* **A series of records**

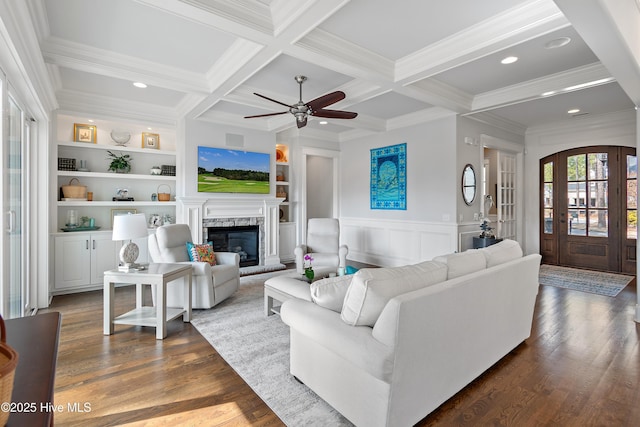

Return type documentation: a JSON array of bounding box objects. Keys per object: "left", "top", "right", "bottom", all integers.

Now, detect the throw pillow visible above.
[
  {"left": 310, "top": 275, "right": 353, "bottom": 313},
  {"left": 480, "top": 239, "right": 522, "bottom": 268},
  {"left": 187, "top": 242, "right": 216, "bottom": 266},
  {"left": 340, "top": 261, "right": 447, "bottom": 326}
]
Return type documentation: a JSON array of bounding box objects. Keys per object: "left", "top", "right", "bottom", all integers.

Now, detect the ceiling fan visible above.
[{"left": 245, "top": 76, "right": 358, "bottom": 128}]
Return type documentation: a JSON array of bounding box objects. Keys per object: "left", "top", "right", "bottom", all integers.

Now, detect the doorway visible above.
[{"left": 540, "top": 146, "right": 637, "bottom": 274}]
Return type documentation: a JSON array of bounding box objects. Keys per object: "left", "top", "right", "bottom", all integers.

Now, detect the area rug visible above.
[
  {"left": 191, "top": 271, "right": 352, "bottom": 427},
  {"left": 539, "top": 264, "right": 633, "bottom": 297}
]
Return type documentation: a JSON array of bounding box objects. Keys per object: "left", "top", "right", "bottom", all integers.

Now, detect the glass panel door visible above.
[
  {"left": 496, "top": 152, "right": 516, "bottom": 240},
  {"left": 2, "top": 96, "right": 26, "bottom": 318}
]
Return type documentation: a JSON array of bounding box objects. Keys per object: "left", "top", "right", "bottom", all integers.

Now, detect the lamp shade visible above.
[{"left": 111, "top": 214, "right": 149, "bottom": 240}]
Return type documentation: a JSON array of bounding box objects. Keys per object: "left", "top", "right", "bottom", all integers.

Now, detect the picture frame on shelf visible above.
[
  {"left": 142, "top": 132, "right": 160, "bottom": 150},
  {"left": 111, "top": 208, "right": 138, "bottom": 229},
  {"left": 73, "top": 123, "right": 98, "bottom": 144}
]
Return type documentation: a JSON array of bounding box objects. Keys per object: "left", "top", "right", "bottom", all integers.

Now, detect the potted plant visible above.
[{"left": 107, "top": 151, "right": 133, "bottom": 173}]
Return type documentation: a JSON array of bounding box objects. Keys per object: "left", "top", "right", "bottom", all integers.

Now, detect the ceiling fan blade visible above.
[
  {"left": 313, "top": 109, "right": 358, "bottom": 119},
  {"left": 253, "top": 92, "right": 293, "bottom": 108},
  {"left": 307, "top": 91, "right": 346, "bottom": 110},
  {"left": 244, "top": 111, "right": 288, "bottom": 119}
]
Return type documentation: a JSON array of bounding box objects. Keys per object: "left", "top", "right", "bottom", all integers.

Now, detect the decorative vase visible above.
[{"left": 304, "top": 268, "right": 315, "bottom": 282}]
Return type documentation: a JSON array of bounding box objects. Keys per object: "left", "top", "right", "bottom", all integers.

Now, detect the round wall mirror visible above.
[{"left": 462, "top": 164, "right": 476, "bottom": 205}]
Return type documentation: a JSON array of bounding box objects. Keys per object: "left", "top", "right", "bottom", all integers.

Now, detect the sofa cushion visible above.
[
  {"left": 433, "top": 249, "right": 487, "bottom": 279},
  {"left": 310, "top": 276, "right": 353, "bottom": 313},
  {"left": 479, "top": 239, "right": 522, "bottom": 268},
  {"left": 340, "top": 261, "right": 447, "bottom": 326},
  {"left": 187, "top": 242, "right": 216, "bottom": 266},
  {"left": 211, "top": 264, "right": 239, "bottom": 288}
]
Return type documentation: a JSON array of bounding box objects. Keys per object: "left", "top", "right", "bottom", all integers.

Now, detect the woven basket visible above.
[
  {"left": 0, "top": 316, "right": 18, "bottom": 425},
  {"left": 158, "top": 184, "right": 171, "bottom": 202},
  {"left": 62, "top": 178, "right": 87, "bottom": 199}
]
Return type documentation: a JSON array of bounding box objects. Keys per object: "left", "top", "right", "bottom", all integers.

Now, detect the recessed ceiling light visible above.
[
  {"left": 500, "top": 56, "right": 518, "bottom": 64},
  {"left": 544, "top": 37, "right": 571, "bottom": 49},
  {"left": 562, "top": 77, "right": 613, "bottom": 92}
]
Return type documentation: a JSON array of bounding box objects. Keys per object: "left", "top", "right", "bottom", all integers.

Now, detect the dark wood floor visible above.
[{"left": 41, "top": 280, "right": 640, "bottom": 426}]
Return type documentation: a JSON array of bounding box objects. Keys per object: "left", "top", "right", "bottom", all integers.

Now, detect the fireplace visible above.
[{"left": 207, "top": 225, "right": 260, "bottom": 267}]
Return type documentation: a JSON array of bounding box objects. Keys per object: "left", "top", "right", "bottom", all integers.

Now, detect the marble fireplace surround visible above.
[{"left": 177, "top": 197, "right": 283, "bottom": 265}]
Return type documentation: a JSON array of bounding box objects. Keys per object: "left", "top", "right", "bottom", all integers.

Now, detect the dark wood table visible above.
[{"left": 4, "top": 312, "right": 61, "bottom": 426}]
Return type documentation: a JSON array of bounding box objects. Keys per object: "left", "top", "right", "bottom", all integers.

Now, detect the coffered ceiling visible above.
[{"left": 29, "top": 0, "right": 640, "bottom": 140}]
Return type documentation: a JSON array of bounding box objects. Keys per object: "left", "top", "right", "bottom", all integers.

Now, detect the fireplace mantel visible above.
[{"left": 176, "top": 197, "right": 284, "bottom": 265}]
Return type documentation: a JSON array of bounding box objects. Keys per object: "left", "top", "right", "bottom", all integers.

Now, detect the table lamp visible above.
[{"left": 111, "top": 214, "right": 149, "bottom": 271}]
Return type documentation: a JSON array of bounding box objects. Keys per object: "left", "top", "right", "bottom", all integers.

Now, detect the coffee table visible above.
[
  {"left": 104, "top": 263, "right": 193, "bottom": 340},
  {"left": 264, "top": 267, "right": 335, "bottom": 316}
]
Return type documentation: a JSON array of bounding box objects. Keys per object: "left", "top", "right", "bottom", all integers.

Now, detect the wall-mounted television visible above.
[{"left": 198, "top": 146, "right": 271, "bottom": 194}]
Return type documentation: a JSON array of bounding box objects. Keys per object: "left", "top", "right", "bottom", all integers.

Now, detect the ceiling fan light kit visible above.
[{"left": 245, "top": 76, "right": 358, "bottom": 128}]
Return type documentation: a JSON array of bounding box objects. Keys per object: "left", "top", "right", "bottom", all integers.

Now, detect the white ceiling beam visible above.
[
  {"left": 42, "top": 37, "right": 210, "bottom": 94},
  {"left": 555, "top": 0, "right": 640, "bottom": 106},
  {"left": 56, "top": 90, "right": 178, "bottom": 126},
  {"left": 395, "top": 0, "right": 569, "bottom": 84},
  {"left": 472, "top": 62, "right": 614, "bottom": 111}
]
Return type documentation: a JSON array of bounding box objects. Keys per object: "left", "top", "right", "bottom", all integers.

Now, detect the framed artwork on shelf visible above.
[
  {"left": 142, "top": 132, "right": 160, "bottom": 150},
  {"left": 371, "top": 143, "right": 407, "bottom": 210},
  {"left": 73, "top": 123, "right": 98, "bottom": 144},
  {"left": 111, "top": 208, "right": 138, "bottom": 228}
]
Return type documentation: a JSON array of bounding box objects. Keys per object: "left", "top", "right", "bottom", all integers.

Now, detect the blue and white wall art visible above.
[{"left": 371, "top": 143, "right": 407, "bottom": 210}]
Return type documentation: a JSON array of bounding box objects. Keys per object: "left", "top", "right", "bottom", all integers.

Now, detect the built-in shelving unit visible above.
[
  {"left": 50, "top": 114, "right": 178, "bottom": 294},
  {"left": 55, "top": 115, "right": 177, "bottom": 231}
]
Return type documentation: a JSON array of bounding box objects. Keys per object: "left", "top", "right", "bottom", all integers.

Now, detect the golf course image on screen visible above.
[{"left": 198, "top": 146, "right": 271, "bottom": 194}]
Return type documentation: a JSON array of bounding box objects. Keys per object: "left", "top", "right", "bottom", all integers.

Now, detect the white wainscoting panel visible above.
[{"left": 340, "top": 217, "right": 458, "bottom": 267}]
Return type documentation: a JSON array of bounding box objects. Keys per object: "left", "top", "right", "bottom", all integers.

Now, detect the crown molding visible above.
[
  {"left": 42, "top": 37, "right": 210, "bottom": 94},
  {"left": 0, "top": 1, "right": 58, "bottom": 116},
  {"left": 57, "top": 90, "right": 178, "bottom": 126},
  {"left": 472, "top": 62, "right": 614, "bottom": 111},
  {"left": 395, "top": 0, "right": 569, "bottom": 83}
]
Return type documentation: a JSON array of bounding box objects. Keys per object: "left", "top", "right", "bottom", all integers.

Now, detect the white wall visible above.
[
  {"left": 306, "top": 156, "right": 333, "bottom": 219},
  {"left": 524, "top": 110, "right": 636, "bottom": 253},
  {"left": 340, "top": 116, "right": 459, "bottom": 266}
]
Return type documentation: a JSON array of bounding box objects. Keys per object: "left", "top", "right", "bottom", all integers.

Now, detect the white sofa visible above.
[
  {"left": 149, "top": 224, "right": 240, "bottom": 309},
  {"left": 281, "top": 240, "right": 541, "bottom": 427}
]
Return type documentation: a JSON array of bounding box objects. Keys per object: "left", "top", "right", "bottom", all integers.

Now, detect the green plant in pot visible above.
[{"left": 107, "top": 151, "right": 133, "bottom": 173}]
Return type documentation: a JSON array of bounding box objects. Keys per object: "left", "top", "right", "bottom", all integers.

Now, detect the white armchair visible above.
[
  {"left": 149, "top": 224, "right": 240, "bottom": 309},
  {"left": 294, "top": 218, "right": 349, "bottom": 274}
]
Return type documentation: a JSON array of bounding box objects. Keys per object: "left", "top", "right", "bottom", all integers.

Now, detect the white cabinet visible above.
[
  {"left": 53, "top": 232, "right": 119, "bottom": 293},
  {"left": 52, "top": 231, "right": 149, "bottom": 294},
  {"left": 279, "top": 222, "right": 296, "bottom": 262}
]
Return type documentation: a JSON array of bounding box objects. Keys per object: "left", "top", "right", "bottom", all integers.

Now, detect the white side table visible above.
[{"left": 104, "top": 264, "right": 192, "bottom": 340}]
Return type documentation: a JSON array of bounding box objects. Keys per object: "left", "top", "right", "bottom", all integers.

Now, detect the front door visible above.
[{"left": 540, "top": 146, "right": 637, "bottom": 272}]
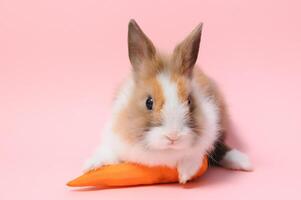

* **Aim of the task**
From the material above, extract every line containing the string "wood". Match case exactly.

* **Worked solution**
Now, detect the dark wood floor visible above.
Now, detect the dark wood table visible above.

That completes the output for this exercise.